____ PROVIDED ENTRIES

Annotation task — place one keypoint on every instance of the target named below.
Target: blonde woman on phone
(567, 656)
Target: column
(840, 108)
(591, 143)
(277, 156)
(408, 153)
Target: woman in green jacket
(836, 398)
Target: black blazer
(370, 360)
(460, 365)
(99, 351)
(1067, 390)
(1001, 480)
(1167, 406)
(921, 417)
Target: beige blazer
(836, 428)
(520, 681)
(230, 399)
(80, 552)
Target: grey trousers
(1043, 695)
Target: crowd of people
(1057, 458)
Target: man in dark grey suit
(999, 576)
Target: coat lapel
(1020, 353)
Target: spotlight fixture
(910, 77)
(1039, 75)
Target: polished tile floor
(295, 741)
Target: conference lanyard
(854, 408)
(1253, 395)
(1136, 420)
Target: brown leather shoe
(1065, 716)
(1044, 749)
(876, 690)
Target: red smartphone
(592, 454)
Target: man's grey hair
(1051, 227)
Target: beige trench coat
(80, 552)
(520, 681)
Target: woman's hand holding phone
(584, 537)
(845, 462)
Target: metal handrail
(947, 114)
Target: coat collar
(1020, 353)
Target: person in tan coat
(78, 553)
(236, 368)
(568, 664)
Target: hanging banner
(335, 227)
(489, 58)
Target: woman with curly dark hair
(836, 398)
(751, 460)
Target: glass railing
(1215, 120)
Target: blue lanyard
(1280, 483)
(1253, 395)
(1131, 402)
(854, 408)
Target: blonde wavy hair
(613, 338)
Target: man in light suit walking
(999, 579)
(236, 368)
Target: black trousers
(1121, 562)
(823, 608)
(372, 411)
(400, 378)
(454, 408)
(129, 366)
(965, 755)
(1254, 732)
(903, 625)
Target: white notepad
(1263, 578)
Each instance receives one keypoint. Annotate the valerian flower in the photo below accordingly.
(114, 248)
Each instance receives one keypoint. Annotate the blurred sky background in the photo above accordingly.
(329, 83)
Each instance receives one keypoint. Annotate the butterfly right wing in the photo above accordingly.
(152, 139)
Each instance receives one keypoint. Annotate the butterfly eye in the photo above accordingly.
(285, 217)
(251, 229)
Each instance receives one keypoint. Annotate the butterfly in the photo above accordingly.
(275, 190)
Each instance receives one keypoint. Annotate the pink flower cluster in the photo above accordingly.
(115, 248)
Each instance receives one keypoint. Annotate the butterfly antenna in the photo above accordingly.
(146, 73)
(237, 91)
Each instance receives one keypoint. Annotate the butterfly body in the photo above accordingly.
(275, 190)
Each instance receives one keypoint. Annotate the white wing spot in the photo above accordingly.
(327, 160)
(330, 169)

________

**REQUIRED WORK**
Rewrite the entries from the line containing "Target: man in light suit walking" through the end of the entries as a two-column CSV with the columns entry and answer. Give one row per entry, put its text and its answer each in a single quoted field, and replace line breaks with spaces.

**EXERCISE RESPONSE**
entry,answer
"Target: man in light suit walking","(999, 579) (236, 368)"
"Target: black trousers","(1121, 562) (823, 608) (372, 411) (400, 378) (454, 408) (129, 366) (965, 755) (1254, 732) (903, 625)"
"Target: white notepad","(1263, 578)"
"Each instance receives one keypoint. Annotate the valerian flower in the photo below accordingly.","(114, 248)"
"Each instance receives one keypoint. Annotate the blurred sky background in the photo above accordingly.","(329, 83)"
"Each instance receives one keypoint. Annotate the butterfly right wing in the photo above accordingly.","(152, 139)"
"Each instance receives one keypoint. Annotate the butterfly eye in the photo above accordingly.","(285, 217) (251, 229)"
"Each instance receives one keypoint. Annotate the butterfly in the photo above accordingly.","(275, 190)"
"Each instance receives one keypoint. Annotate the pink flower cluster in the photo above accordingly.","(115, 248)"
"Each instance receives one keypoint. Annotate the butterfly antenna in the photo above accordingly.","(146, 73) (237, 91)"
"Each instance receives one keypoint. Annotate the butterfly body in the photo above accordingly.","(275, 190)"
"Each instance receives one keypoint. Annotate the white wing spot in the photo above accordingly.","(327, 160) (330, 169)"